#### TEXT FOR ANALYSIS

---

Awww. Why not? There are award shows for everything else.
And so...to while away the final hours...
The award for Worst Candidate in the 2008 Republican presidential race goes to...Rudy Giuliani. We knew he was going to chirp "9/11, 9/11, 9/11" like a nuthatch. But who knew he would run such an inept campaign? Or give such a selfish and mean-spirited convention speech? Or spend so much money on so few votes? Given the field (Tom Tancredo, Jim Gilmore, Duncan Hunter, Fred Thompson), winning this prize is no small achievement, but Rudy found ways to prevail.
On the Democratic side, the Worst Candidate award goes to John Edwards. Not just for losing. Not just for proudly declaring that "I was wrong" on so many crucial issues. And not just for getting caught in a tawdry coverup. (Imagine what would have happened to his party and his country had he won the nomination!) No, Edwards won this prize by cheating on his wife as she battled cancer. It was a creepy, low-rent thing to do.
The Mainstream Media Awards for commentary go to Peggy Noonan on the conservative side and to Gail Collins, Joe Klein, and Frank Rich for the libs.
It was, all in all, a good year for the gals, what with Hillary Clinton to muse on, and Ruth Marcus and Maureen Dowd joined Collins and Noonan in making us wince and chuckle throughout the primary season.
It was a good year for conservative pundits, too, as George F. Will, Christopher Buckley, Pat Buchanan, David Gergen, and others maintained their intellectual integrity, unlike...say...Bill Kristol.
The best new faces, hands down, were Rachel Maddow and Eugene Robinson—and Jeffrey Toobin at CNN, who was never afraid to blurt out that the emperor had no clothes—and the talented Timothy Egan, blogging for the NYT.
And yes, I loved it when Ross Douthat had the honesty to admit, loudly and on camera, to an American Enterprise Institute audience that his prescription for the Republican Party's comeback sounds more than a little like...well...fascism.
And John King had his really cool magic board thing going at CNN.
The Most Interesting Senate Seatmates will arrive from Virginia. If I were president, I would run any major policy decision past Mark Warner and Jim Webb. If they salute, then take it, with confidence, to the country.
Clichés That Need a Rest: Please, don't let us hear, for at least two years, the phrases "campaign narrative," "double-down," "Bradley effect," "3 a.m. phone call," "hockey mom," "change," or "Joe the Plumber."

---

#### AVAILABLE DATA
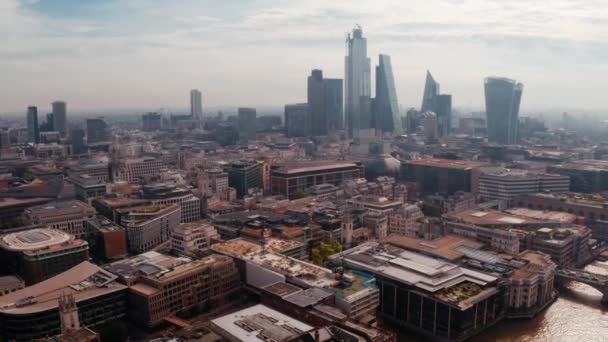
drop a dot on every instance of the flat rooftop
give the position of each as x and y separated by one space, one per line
544 215
515 173
34 239
314 166
84 281
585 165
422 272
236 247
445 247
490 217
595 200
259 324
61 205
447 163
149 263
307 274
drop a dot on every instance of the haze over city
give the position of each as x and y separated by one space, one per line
109 54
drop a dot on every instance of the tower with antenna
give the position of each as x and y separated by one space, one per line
68 313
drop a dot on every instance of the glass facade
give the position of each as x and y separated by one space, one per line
503 97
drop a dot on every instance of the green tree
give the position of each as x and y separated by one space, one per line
299 194
320 256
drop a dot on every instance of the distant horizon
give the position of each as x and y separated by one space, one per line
104 54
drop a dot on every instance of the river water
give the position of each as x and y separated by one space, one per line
577 315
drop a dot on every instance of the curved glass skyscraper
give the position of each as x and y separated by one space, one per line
503 97
386 106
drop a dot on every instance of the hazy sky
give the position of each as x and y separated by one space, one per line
98 54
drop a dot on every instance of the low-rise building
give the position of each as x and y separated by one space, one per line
32 313
193 237
67 216
149 226
433 297
289 179
9 284
496 183
259 324
169 193
375 204
161 286
107 240
405 221
531 286
134 169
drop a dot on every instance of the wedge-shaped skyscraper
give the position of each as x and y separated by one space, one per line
431 91
357 83
503 97
386 106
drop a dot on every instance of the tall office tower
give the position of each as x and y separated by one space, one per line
196 106
386 106
60 120
316 104
297 120
431 90
412 120
503 97
98 131
334 103
247 124
428 121
33 131
357 83
77 138
443 109
151 122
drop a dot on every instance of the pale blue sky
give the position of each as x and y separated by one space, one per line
99 54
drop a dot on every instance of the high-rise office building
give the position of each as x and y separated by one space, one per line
33 131
440 104
357 83
386 106
443 109
431 90
98 131
247 123
151 122
77 138
334 103
60 120
316 104
503 97
245 175
297 120
196 106
428 121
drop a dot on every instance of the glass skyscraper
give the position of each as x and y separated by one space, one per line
431 90
503 97
316 102
386 106
334 103
357 83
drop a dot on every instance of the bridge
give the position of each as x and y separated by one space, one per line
597 281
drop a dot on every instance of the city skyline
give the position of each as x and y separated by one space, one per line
92 57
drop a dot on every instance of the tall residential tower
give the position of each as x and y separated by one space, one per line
431 90
60 120
196 106
33 131
503 97
386 106
357 83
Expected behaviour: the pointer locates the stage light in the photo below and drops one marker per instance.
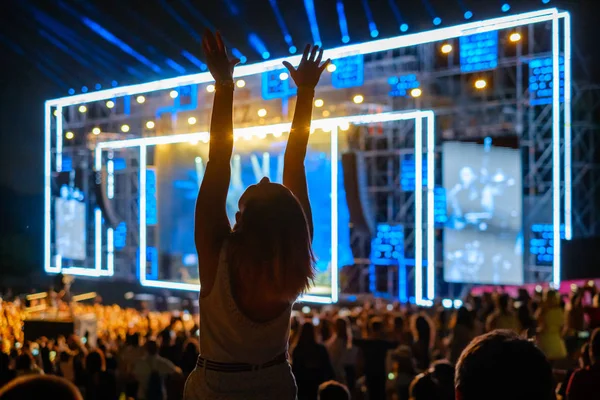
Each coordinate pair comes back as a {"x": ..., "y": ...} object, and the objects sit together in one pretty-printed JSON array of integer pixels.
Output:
[
  {"x": 447, "y": 48},
  {"x": 480, "y": 84}
]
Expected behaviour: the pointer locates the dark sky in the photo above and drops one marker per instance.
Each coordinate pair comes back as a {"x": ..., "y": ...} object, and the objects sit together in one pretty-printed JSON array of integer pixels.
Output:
[{"x": 146, "y": 26}]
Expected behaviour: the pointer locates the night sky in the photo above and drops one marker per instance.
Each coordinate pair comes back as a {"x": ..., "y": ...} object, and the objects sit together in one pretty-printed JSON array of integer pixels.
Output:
[{"x": 47, "y": 49}]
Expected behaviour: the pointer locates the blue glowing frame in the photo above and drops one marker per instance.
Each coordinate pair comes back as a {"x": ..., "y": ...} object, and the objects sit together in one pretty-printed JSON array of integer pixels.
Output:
[
  {"x": 441, "y": 34},
  {"x": 328, "y": 125}
]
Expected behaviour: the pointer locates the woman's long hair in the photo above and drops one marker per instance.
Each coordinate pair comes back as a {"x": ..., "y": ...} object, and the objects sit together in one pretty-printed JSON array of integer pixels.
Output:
[{"x": 273, "y": 241}]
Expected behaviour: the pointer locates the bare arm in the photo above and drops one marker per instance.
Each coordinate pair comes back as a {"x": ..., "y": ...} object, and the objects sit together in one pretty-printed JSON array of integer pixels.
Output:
[
  {"x": 306, "y": 77},
  {"x": 211, "y": 222}
]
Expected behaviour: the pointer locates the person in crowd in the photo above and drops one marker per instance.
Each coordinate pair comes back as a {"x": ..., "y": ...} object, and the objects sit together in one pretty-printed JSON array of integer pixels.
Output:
[
  {"x": 424, "y": 333},
  {"x": 503, "y": 317},
  {"x": 585, "y": 382},
  {"x": 462, "y": 333},
  {"x": 100, "y": 384},
  {"x": 310, "y": 363},
  {"x": 501, "y": 365},
  {"x": 251, "y": 275},
  {"x": 332, "y": 390},
  {"x": 151, "y": 372},
  {"x": 374, "y": 351},
  {"x": 25, "y": 365},
  {"x": 342, "y": 353},
  {"x": 40, "y": 387}
]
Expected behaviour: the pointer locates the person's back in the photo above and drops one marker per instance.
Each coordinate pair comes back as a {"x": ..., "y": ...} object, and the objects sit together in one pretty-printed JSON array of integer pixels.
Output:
[
  {"x": 500, "y": 365},
  {"x": 585, "y": 382}
]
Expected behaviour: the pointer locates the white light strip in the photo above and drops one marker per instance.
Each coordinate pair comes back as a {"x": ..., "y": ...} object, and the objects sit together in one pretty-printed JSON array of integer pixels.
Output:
[
  {"x": 430, "y": 207},
  {"x": 59, "y": 120},
  {"x": 110, "y": 251},
  {"x": 142, "y": 216},
  {"x": 567, "y": 144},
  {"x": 339, "y": 52},
  {"x": 419, "y": 210},
  {"x": 47, "y": 193},
  {"x": 556, "y": 152},
  {"x": 98, "y": 239},
  {"x": 334, "y": 214}
]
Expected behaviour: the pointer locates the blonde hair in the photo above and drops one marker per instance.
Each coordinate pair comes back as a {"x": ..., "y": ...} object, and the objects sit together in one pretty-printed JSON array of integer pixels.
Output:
[{"x": 272, "y": 241}]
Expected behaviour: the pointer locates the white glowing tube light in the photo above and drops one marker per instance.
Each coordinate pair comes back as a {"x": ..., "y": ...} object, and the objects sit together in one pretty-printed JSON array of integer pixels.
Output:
[{"x": 436, "y": 35}]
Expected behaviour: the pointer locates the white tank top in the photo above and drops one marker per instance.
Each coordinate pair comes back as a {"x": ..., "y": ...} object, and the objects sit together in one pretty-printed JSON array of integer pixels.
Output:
[{"x": 228, "y": 336}]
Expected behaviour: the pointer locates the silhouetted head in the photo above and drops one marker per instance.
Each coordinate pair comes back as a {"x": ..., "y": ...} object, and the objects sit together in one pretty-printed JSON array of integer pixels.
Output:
[{"x": 272, "y": 238}]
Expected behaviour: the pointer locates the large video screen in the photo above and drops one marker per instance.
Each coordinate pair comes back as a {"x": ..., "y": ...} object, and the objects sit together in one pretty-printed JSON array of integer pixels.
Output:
[
  {"x": 483, "y": 240},
  {"x": 179, "y": 170}
]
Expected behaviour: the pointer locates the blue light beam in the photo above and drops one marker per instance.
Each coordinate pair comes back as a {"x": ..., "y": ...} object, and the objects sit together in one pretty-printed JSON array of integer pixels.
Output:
[{"x": 309, "y": 5}]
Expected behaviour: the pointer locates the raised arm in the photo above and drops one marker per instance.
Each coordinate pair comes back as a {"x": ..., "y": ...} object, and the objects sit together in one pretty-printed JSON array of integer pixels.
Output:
[
  {"x": 211, "y": 222},
  {"x": 306, "y": 77}
]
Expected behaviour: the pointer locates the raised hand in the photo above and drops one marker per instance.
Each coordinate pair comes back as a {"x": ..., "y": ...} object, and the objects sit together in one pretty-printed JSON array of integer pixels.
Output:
[
  {"x": 309, "y": 70},
  {"x": 219, "y": 64}
]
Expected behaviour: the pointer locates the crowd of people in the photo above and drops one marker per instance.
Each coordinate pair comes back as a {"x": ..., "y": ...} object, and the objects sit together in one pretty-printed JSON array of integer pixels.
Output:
[{"x": 377, "y": 350}]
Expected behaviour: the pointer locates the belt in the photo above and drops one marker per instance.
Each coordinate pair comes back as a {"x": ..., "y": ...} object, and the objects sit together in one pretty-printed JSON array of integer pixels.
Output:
[{"x": 239, "y": 367}]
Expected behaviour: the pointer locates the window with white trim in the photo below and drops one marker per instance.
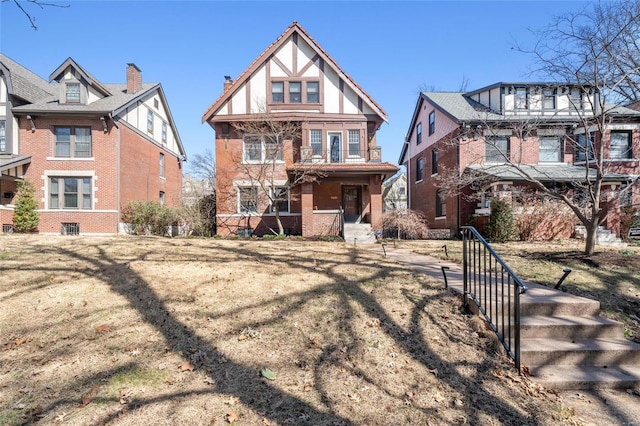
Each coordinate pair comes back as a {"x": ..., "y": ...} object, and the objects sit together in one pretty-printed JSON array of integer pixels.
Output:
[
  {"x": 313, "y": 92},
  {"x": 280, "y": 199},
  {"x": 247, "y": 199},
  {"x": 584, "y": 146},
  {"x": 419, "y": 169},
  {"x": 72, "y": 92},
  {"x": 441, "y": 203},
  {"x": 277, "y": 92},
  {"x": 3, "y": 138},
  {"x": 70, "y": 193},
  {"x": 262, "y": 148},
  {"x": 497, "y": 149},
  {"x": 72, "y": 142},
  {"x": 620, "y": 144},
  {"x": 164, "y": 133},
  {"x": 315, "y": 140},
  {"x": 550, "y": 149},
  {"x": 353, "y": 137},
  {"x": 149, "y": 121}
]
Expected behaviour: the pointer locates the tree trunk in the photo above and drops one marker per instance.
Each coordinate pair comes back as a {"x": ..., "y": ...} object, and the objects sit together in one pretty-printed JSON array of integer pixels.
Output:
[{"x": 592, "y": 236}]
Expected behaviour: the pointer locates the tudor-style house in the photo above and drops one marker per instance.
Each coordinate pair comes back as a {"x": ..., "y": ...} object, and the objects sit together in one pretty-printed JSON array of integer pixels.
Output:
[
  {"x": 88, "y": 148},
  {"x": 328, "y": 172},
  {"x": 494, "y": 141}
]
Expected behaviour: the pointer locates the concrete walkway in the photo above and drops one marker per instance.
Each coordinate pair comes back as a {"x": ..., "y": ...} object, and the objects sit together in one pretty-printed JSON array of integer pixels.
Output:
[{"x": 597, "y": 407}]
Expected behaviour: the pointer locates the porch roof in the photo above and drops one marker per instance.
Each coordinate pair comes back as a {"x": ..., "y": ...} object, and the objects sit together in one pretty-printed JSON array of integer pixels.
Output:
[
  {"x": 543, "y": 173},
  {"x": 386, "y": 169},
  {"x": 12, "y": 161}
]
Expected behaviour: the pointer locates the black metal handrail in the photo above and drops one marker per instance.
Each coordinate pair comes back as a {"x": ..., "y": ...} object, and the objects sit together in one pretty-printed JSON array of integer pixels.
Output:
[{"x": 494, "y": 288}]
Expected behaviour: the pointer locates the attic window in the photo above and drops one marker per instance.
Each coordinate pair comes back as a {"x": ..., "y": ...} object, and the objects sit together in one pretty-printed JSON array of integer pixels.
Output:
[{"x": 73, "y": 92}]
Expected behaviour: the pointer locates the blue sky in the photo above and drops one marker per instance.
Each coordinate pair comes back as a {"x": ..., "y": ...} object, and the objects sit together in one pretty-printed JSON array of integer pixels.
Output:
[{"x": 392, "y": 49}]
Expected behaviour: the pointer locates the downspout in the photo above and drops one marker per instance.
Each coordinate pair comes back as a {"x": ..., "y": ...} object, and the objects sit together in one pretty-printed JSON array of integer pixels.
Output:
[{"x": 117, "y": 174}]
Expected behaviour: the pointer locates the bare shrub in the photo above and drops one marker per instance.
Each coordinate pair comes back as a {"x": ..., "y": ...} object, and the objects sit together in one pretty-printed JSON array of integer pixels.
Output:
[
  {"x": 543, "y": 219},
  {"x": 404, "y": 224}
]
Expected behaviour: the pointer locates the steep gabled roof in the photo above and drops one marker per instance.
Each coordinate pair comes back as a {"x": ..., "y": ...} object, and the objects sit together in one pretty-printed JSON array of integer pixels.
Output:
[
  {"x": 24, "y": 84},
  {"x": 92, "y": 81},
  {"x": 273, "y": 47}
]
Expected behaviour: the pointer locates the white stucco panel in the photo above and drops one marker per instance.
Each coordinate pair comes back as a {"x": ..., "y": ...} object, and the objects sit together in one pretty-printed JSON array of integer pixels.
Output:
[
  {"x": 258, "y": 85},
  {"x": 350, "y": 104},
  {"x": 285, "y": 54},
  {"x": 331, "y": 91},
  {"x": 239, "y": 100}
]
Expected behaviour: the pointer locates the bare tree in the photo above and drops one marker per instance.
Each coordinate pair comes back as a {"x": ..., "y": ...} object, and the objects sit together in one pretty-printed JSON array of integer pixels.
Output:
[
  {"x": 269, "y": 146},
  {"x": 597, "y": 49},
  {"x": 38, "y": 3}
]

---

#### TASK REQUIREMENTS
1) Sum up the 2008 campaign awards text in two sentences.
2) Answer these questions from the 2008 campaign awards text:
(a) Who receives the Mainstream Media Award for commentary on the conservative side?
(b) At which network does the text place Jeffrey Toobin?
(c) Which two people would the writer consult on any major policy decision?
3) Translate this sentence from the 2008 campaign awards text into Spanish: "It was a creepy, low-rent thing to do."

#### EXPECTED OUTPUTS
1) The text gives awards for the 2008 election season, naming Rudy Giuliani the worst Republican candidate and John Edwards the worst Democratic one. It also praises a range of commentators and new media faces, names Virginia's Mark Warner and Jim Webb the most interesting Senate seatmates, and lists clichés that need a rest.

2)
(a) Peggy Noonan
(b) CNN
(c) Mark Warner and Jim Webb

3) Fue algo espeluznante y de baja estofa.